| EXTRACTED INFORMATION |
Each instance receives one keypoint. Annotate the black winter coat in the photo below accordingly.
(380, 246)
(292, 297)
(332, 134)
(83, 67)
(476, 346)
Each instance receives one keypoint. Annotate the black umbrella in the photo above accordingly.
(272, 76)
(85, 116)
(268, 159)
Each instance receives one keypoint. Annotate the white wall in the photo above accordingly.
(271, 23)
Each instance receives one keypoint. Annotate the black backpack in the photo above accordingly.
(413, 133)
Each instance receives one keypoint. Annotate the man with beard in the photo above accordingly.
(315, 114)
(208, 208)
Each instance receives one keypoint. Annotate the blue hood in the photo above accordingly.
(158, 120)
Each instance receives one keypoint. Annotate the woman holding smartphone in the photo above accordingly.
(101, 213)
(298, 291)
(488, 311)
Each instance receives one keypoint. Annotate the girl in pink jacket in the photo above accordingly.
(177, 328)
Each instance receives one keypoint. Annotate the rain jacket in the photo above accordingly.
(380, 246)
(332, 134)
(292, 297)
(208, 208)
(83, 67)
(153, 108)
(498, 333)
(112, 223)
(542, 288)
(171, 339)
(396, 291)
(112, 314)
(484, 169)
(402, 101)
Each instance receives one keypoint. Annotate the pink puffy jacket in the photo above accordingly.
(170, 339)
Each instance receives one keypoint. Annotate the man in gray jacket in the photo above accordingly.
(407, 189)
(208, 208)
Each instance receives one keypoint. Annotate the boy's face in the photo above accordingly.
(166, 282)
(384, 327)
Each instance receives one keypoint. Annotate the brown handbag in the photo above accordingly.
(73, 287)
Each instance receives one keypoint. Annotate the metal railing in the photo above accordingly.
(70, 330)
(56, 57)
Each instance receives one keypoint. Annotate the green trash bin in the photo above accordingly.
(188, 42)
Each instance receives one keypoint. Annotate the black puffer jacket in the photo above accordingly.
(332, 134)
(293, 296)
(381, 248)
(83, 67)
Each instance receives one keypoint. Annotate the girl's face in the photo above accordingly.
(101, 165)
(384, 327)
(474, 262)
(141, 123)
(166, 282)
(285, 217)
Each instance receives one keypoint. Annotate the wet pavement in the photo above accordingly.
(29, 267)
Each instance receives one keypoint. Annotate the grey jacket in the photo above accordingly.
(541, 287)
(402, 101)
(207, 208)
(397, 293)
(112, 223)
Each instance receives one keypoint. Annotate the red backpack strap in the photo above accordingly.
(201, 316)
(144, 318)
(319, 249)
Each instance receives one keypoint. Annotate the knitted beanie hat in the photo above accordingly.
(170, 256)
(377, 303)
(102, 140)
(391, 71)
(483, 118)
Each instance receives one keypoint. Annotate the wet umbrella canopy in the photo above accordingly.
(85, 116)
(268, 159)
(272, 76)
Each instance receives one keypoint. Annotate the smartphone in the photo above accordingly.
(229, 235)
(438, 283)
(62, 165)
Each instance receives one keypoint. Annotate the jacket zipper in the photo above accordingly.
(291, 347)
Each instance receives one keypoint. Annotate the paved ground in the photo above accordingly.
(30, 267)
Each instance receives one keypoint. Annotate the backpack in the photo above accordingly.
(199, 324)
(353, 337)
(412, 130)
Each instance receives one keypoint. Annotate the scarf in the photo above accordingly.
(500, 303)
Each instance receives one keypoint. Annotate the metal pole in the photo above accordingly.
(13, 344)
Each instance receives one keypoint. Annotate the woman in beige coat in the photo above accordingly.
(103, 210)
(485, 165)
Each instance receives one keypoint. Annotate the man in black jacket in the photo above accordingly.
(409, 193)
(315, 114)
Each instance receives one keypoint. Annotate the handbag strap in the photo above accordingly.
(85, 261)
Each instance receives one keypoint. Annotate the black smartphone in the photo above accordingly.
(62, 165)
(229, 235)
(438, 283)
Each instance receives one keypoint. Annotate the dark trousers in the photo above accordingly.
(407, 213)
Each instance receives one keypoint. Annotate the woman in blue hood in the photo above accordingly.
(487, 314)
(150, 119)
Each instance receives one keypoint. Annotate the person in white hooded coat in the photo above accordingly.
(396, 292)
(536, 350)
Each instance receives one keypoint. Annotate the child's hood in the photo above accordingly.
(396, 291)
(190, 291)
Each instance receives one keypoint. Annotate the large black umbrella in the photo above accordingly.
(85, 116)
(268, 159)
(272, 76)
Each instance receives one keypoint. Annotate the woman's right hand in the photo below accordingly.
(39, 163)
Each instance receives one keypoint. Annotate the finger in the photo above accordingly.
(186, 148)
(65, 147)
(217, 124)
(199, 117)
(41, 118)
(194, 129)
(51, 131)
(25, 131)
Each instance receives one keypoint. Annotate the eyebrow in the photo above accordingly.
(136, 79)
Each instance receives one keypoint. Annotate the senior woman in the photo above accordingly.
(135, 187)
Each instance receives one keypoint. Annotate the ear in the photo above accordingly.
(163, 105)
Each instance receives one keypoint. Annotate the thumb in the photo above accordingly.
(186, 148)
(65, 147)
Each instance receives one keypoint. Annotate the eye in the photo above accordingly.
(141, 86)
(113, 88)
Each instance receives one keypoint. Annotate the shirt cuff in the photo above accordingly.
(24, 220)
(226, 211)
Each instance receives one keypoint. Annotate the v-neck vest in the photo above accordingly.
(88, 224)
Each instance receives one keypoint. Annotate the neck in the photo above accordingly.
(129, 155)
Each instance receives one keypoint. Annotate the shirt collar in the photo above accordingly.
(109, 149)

| WORK ITEM |
Retype the material in full, character for character.

| ANSWER TO THIS TASK |
Each instance receives one keypoint. Annotate the black winter coat in the photo below accordingly.
(380, 246)
(292, 297)
(332, 134)
(83, 67)
(476, 346)
Each instance receives one keypoint. Annotate the black umbrella in the photo above accordingly.
(272, 76)
(85, 116)
(268, 159)
Each instance receives one keypoint. Annotate the white wall in the photo above accordingly.
(271, 23)
Each instance receives one keypoint. Annotate the black backpack in the photo above accordingly.
(413, 133)
Each instance receives one keypoint. Annotate the man with beard in the photo above accordingly.
(315, 114)
(208, 208)
Each instance receives one keypoint. Annotate the blue hood in the photo above accordingly.
(158, 120)
Each instance receives one keypoint. Annotate the woman holding smartphone in the photo above accordingly.
(101, 213)
(298, 291)
(488, 311)
Each instance receives one keypoint. Annotate the girl in pink jacket in the photo above accordingly.
(177, 328)
Each instance receives one keypoint. Annotate the rain jacket in the photo above accordingly.
(380, 246)
(332, 134)
(292, 297)
(208, 208)
(83, 67)
(153, 108)
(498, 333)
(112, 223)
(542, 288)
(171, 339)
(396, 291)
(112, 314)
(484, 169)
(402, 101)
Each instance receives one keypoint. Annotate the pink puffy jacket in the photo above accordingly.
(170, 339)
Each instance receives one keypoint. Annotate the man in gray jacket in the photo above accordingly.
(407, 189)
(208, 208)
Each instance receives one keypoint. Annotate the boy's face in the photo above accordingly.
(166, 282)
(384, 327)
Each instance receives one keypoint. Annotate the brown handbag in the photo above accordingly.
(73, 287)
Each instance receives one keypoint. Annotate the metal railing in the photo above accordingly.
(70, 330)
(56, 57)
Each instance receives one keypoint. Annotate the green trash bin in the photo above accordingly.
(188, 42)
Each instance receives one keypoint. Annotate the black puffer jacket in the photo above accordingly.
(332, 134)
(293, 296)
(381, 248)
(83, 67)
Each instance receives one keypoint. Annotate the girl's face in the photo above accordingly.
(101, 165)
(384, 327)
(474, 262)
(141, 123)
(166, 282)
(285, 217)
Each instance receives one keypoint. Annotate the wet pavement in the photo above accordingly.
(29, 267)
Each instance receives one keypoint. Annotate the grey jacket in the photo above accordingly.
(541, 287)
(402, 101)
(207, 208)
(397, 293)
(112, 223)
Each instance receives one keypoint. Annotate the red backpack strap in the photo above accordingly.
(201, 316)
(144, 318)
(319, 249)
Each instance receives one keypoint. Annotate the knitted beanie hat in the photo above accordingly.
(170, 256)
(377, 303)
(102, 140)
(391, 71)
(483, 118)
Each instance receives one keypoint. Annotate the wet umbrella canopy in the photo above accordingly.
(85, 116)
(268, 159)
(272, 76)
Each instance receives one keypoint. Annotate the smartphone in the photo above accordingly.
(229, 235)
(438, 283)
(62, 165)
Each instance receives one keypoint. Annotate the jacket zipper in the photo above accordingly.
(291, 347)
Each instance receives one keypoint. Annotate the paved ground in the photo above accordingly.
(30, 267)
Each instance receives one keypoint. Annotate the backpack in the photo above accordingly.
(199, 324)
(353, 337)
(412, 130)
Each instance receives one keypoint. Annotate the scarf in the photo above accordingly.
(500, 303)
Each instance receives one keypoint. Annotate the metal pole in the photo above accordingly.
(13, 344)
Each instance receives one keypoint. Annotate the woman in beige coat in the photo above accordingly.
(103, 210)
(485, 165)
Each instance receives one keypoint. Annotate the man in black jacket in the photo above accordingly.
(409, 193)
(315, 114)
Each instance receives one keypoint. Annotate the handbag strap in the photo above accordingly.
(85, 261)
Each instance receives one keypoint. Annotate the black smartphone in the photo above accordingly.
(62, 165)
(229, 235)
(438, 283)
Each instance receives one keypoint. Annotate the dark trousers in the photo above accordingly.
(407, 213)
Each instance receives one keypoint. Annotate the woman in blue hood in the photo above accordingly.
(487, 314)
(150, 119)
Each instance receives one keypoint. Annotate the person in white hooded coat in the photo above accordingly.
(396, 292)
(536, 350)
Each instance receives one keypoint. Annotate the child's hood in the photo above accordingly.
(396, 291)
(190, 291)
Each instance receives one keypoint. Annotate the large black umbrella in the photo above accordingly.
(85, 116)
(268, 159)
(272, 76)
Each instance receives one keypoint. Annotate the woman's right hand in the photo below accordingly.
(39, 163)
Each instance receives one keypoint. Annotate the finger in the photo above accordingly.
(186, 148)
(65, 147)
(217, 124)
(199, 117)
(41, 118)
(194, 129)
(51, 131)
(25, 131)
Each instance receives one keypoint. Annotate the eyebrow in the photo above accordingly.
(136, 79)
Each instance receives one keypoint. Annotate the senior woman in the photo above accordingly.
(135, 187)
Each instance receives one keypoint. Annotate the ear in the photo above accordingly.
(163, 105)
Each instance receives one keypoint. Annotate the thumb in the photo above accordingly.
(186, 148)
(65, 147)
Each instance receives one keypoint. Annotate the eye in the photo above accordingly.
(141, 86)
(113, 88)
Each instance receives one keypoint. Annotate the shirt cuff in the photo above accordingly.
(24, 220)
(226, 211)
Each instance receives one keypoint. Annotate the v-neck vest in the photo above accordingly.
(88, 224)
Each instance receives one keypoint. Annotate the neck in the photo above accordingly.
(129, 155)
Each instance receives one keypoint. Annotate the shirt collar in the photo above accordingly.
(109, 149)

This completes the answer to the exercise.